APPLY WHAT YOU READ ::
[A] List every website address given in the Trillium disclosure text.
[B] Write the next part of the Trillium disclosure text, picking up after its final sentence.

TEXT SEGMENT ::
Forward-looking statements involve significant risks and uncertainties, should not be read as guarantees of future performance or results, and will not necessarily be accurate indications of whether or not or the times at or by which such performance or results will be achieved. All forward-looking statements herein are qualified in their entirety by this cautionary statement and are made as of the date of this document. Trillium disclaims any obligation to revise or update any such forward-looking statements or to publicly announce the result of any revisions to any of the forward-looking statements contained herein to reflect future results, events or developments, except as required by law.

 

Additional Information about the Arrangement and Where to Find It

 

This communication is not intended to and does not constitute an offer to sell or the solicitation of an offer to subscribe for or buy or an invitation to purchase or subscribe for any securities or the solicitation of any vote, consent or approval in any jurisdiction, nor shall there by any sale, issuance or transfer of securities in any jurisdiction in contravention of applicable law. This communication has been prepared in respect of the transaction involving Trillium, Pfizer and Purchaser pursuant to the terms of the Arrangement Agreement, and may be deemed to be soliciting material relating to the transaction. In connection with the transaction, Trillium filed the definitive management information circular and proxy statement relating to a special meeting of the securityholders with the SEC and Canadian Securities Administrators (“CSA”) on September 27, 2021. Additionally, Trillium may file other relevant materials in connection with the transaction with the SEC. Securityholders of Trillium are urged to read the definitive management information circular and proxy statement and/or consent solicitation documents regarding the transaction and any other relevant materials that may be filed with the SEC, as well as any amendments or supplements to these documents, carefully in their entirety before making any voting or investment decision with respect to the transaction because they contain or will contain important information about the transaction and the parties to the Arrangement Agreement. The definitive management information circular and proxy statement was first mailed to holders of Trillium’s securityholders on or about October 4, 2021. Securityholders will be able to obtain a copy of the definitive management information circular and proxy statement, as well as other filings containing information about the transaction and the parties to the Arrangement Agreement made by Trillium with the SEC and CSA free of charge on EDGAR at www.sec.gov, on SEDAR at www.sedar.com, or on Trillium’s website at www.trilliumtherapeutics.com. Information contained on, or that may be accessed through, the websites referenced in this communication is not incorporated into and does not constitute a part of this document. We have included these website addresses only as inactive textual references and do not intend them to be active links.

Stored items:
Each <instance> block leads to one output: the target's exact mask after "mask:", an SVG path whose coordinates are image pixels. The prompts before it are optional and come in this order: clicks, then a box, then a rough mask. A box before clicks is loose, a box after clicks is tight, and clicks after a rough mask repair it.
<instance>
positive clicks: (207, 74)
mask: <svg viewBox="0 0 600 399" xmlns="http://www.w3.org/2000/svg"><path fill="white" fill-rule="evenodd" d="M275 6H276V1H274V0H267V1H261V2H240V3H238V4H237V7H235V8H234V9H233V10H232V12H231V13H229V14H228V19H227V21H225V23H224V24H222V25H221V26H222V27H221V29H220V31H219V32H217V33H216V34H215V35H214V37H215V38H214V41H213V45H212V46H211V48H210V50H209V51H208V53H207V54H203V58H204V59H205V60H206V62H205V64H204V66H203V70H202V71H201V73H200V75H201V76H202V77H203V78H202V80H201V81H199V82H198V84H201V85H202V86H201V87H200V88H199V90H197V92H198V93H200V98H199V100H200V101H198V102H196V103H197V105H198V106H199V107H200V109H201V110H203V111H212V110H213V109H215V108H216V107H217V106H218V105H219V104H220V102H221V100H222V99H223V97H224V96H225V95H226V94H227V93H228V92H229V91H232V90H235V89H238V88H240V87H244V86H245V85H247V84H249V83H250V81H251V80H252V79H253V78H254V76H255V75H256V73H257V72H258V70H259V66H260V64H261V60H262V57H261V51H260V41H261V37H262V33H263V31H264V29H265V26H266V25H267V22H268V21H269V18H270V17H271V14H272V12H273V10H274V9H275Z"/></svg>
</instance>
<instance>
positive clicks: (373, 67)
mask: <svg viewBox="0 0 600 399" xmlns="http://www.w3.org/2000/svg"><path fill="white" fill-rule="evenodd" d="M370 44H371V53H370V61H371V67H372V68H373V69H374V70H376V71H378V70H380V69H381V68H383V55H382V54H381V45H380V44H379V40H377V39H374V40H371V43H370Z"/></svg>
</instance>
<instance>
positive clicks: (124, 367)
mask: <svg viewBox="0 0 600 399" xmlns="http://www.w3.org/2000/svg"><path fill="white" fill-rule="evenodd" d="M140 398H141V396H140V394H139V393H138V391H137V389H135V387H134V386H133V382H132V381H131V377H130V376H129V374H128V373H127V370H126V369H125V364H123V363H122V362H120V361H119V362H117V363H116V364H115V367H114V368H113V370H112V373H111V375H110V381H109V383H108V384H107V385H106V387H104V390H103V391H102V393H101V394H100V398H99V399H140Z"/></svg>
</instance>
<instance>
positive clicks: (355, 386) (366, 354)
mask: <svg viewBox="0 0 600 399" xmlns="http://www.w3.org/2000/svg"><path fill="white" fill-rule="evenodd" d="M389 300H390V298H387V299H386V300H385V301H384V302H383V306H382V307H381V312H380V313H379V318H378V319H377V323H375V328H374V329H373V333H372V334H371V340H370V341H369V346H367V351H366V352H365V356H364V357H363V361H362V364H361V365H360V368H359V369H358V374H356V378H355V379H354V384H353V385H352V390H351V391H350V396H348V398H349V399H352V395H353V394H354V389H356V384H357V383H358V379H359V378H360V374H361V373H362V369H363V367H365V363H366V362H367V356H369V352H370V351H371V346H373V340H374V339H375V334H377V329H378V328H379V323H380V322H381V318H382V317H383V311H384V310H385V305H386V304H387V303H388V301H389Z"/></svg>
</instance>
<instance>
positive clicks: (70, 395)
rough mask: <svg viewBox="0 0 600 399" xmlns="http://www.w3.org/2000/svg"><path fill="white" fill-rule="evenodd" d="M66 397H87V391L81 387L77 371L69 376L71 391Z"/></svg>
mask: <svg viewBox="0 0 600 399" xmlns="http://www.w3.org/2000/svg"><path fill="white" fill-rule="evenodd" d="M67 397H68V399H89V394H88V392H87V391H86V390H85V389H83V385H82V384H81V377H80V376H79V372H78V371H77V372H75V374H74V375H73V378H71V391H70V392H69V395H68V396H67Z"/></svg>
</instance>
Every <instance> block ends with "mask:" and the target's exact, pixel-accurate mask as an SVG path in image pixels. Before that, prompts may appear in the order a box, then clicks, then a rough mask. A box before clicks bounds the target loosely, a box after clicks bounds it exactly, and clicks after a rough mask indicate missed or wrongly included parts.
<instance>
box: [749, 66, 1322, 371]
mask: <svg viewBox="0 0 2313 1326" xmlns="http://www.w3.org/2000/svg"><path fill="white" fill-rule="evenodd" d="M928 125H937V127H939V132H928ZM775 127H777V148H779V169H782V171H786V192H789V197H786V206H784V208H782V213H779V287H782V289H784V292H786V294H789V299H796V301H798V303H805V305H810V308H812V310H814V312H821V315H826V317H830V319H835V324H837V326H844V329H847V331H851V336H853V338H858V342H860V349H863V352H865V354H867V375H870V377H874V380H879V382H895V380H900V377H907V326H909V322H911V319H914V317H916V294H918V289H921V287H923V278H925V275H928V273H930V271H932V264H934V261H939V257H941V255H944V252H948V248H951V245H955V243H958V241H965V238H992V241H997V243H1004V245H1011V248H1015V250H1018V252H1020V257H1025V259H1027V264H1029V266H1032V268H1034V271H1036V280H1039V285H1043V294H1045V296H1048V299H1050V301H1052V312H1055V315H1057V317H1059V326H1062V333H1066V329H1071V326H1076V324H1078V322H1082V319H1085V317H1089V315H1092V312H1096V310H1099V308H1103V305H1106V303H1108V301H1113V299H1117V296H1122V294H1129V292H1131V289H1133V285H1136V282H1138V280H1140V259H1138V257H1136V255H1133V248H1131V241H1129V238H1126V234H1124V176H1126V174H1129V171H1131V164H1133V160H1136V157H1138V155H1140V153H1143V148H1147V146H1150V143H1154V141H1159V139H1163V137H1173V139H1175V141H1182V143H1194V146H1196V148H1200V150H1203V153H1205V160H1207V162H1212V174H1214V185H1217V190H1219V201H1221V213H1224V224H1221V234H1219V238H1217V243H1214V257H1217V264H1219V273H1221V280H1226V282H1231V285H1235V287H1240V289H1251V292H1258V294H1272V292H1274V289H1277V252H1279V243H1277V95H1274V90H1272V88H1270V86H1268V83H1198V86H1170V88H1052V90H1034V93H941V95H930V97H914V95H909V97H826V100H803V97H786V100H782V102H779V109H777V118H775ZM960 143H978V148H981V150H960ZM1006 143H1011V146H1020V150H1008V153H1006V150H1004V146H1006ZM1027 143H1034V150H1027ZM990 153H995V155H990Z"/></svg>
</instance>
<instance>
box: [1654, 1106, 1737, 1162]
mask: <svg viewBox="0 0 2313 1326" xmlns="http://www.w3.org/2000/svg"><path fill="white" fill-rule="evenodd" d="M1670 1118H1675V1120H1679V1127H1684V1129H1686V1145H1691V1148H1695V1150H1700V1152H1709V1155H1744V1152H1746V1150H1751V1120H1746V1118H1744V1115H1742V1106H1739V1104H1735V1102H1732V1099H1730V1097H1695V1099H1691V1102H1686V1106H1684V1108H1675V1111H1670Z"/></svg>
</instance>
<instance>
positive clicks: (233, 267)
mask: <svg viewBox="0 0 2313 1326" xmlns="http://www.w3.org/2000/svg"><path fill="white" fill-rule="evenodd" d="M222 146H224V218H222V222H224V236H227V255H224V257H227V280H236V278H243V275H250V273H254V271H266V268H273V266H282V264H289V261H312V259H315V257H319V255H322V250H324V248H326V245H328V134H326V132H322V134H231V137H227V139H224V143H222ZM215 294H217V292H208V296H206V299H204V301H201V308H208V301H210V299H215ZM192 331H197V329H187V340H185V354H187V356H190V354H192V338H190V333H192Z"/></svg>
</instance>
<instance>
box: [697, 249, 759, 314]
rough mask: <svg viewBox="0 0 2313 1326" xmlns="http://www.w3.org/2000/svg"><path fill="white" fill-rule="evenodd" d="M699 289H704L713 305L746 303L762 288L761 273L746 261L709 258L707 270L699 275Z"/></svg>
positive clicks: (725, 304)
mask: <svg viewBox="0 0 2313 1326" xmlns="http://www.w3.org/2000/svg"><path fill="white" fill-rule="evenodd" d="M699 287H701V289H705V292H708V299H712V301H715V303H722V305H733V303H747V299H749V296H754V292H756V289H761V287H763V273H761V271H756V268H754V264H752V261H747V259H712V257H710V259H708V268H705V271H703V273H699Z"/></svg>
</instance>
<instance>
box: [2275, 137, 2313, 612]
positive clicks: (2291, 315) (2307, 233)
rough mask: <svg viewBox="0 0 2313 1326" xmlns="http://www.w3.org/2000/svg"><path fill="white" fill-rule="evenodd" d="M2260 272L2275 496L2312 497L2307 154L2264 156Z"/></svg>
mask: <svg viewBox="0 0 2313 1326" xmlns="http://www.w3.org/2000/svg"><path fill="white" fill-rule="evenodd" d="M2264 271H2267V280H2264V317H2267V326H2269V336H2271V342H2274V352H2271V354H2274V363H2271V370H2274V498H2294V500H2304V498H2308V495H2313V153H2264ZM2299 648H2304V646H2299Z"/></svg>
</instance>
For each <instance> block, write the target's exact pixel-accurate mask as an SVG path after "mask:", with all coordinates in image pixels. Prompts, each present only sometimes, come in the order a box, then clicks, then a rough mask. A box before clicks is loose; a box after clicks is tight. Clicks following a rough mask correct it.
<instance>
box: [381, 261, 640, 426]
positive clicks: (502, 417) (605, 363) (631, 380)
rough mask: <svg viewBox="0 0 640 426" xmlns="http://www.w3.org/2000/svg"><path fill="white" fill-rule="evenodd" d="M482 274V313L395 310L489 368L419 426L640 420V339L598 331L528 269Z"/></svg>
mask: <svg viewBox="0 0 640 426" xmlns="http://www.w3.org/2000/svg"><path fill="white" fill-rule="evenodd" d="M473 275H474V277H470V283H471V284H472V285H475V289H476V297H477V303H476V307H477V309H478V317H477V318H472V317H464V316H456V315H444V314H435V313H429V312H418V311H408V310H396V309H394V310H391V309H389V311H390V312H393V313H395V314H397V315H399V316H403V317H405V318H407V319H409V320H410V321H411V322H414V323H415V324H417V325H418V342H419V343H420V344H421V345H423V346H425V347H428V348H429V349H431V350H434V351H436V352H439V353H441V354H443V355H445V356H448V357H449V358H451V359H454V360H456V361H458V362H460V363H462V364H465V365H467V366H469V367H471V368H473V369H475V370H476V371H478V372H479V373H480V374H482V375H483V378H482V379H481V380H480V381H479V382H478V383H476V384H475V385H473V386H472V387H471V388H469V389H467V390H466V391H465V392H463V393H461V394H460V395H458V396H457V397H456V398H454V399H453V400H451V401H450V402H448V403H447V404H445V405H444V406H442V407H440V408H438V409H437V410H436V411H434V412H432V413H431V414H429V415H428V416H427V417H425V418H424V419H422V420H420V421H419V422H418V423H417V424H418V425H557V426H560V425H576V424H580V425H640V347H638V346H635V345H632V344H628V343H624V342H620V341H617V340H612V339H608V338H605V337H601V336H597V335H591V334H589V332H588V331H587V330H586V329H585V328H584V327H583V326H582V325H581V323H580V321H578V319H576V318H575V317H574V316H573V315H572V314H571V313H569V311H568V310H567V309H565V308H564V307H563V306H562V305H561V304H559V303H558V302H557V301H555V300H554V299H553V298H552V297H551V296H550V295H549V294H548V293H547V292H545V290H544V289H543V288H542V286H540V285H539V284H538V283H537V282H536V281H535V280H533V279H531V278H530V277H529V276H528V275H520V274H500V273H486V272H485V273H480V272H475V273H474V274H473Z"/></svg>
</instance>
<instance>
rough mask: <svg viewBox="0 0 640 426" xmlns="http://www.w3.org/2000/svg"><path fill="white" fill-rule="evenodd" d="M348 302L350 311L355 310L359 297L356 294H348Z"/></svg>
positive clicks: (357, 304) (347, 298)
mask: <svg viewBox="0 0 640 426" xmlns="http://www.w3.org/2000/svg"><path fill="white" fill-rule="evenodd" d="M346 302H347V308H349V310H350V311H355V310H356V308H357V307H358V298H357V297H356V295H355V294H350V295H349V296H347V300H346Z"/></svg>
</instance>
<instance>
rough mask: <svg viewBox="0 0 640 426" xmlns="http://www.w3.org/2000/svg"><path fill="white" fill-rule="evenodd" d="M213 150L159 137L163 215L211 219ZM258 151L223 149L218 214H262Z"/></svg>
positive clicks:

SOLVED TASKS ::
[A]
www.sec.gov
www.sedar.com
www.trilliumtherapeutics.com

[B]
 

Participants in the Solicitation

 

Trillium and its directors and executive officers may be deemed to be participants in the solicitation of proxies from the securityholders of Trillium in respect of the transaction. Information about Trillium’s directors and executive officers is set forth in the proxy statement and management information circular for Trillium’s Annual General and Special Meeting of Shareholders, which was filed with the SEC and CSA on April 30, 2021. Investors may obtain additional information regarding the interest of such participants by reading the definitive management information circular and proxy statement and other relevant materials to be filed with the SEC regarding the Arrangement. Investors and stockholders should read the definitive management information circular and proxy statement carefully before making any voting or investment decisions. Investors may obtain free copies of these documents using the sources indicated above.

 

 

 

 

SIGNATURES

 

Pursuant to the requirements of the Securities Exchange Act of 1934, the registrant has duly caused this report to be signed on its behalf by the undersigned hereunto duly authorized.

 

Date: October 19, 2021 Trillium Therapeutics Inc.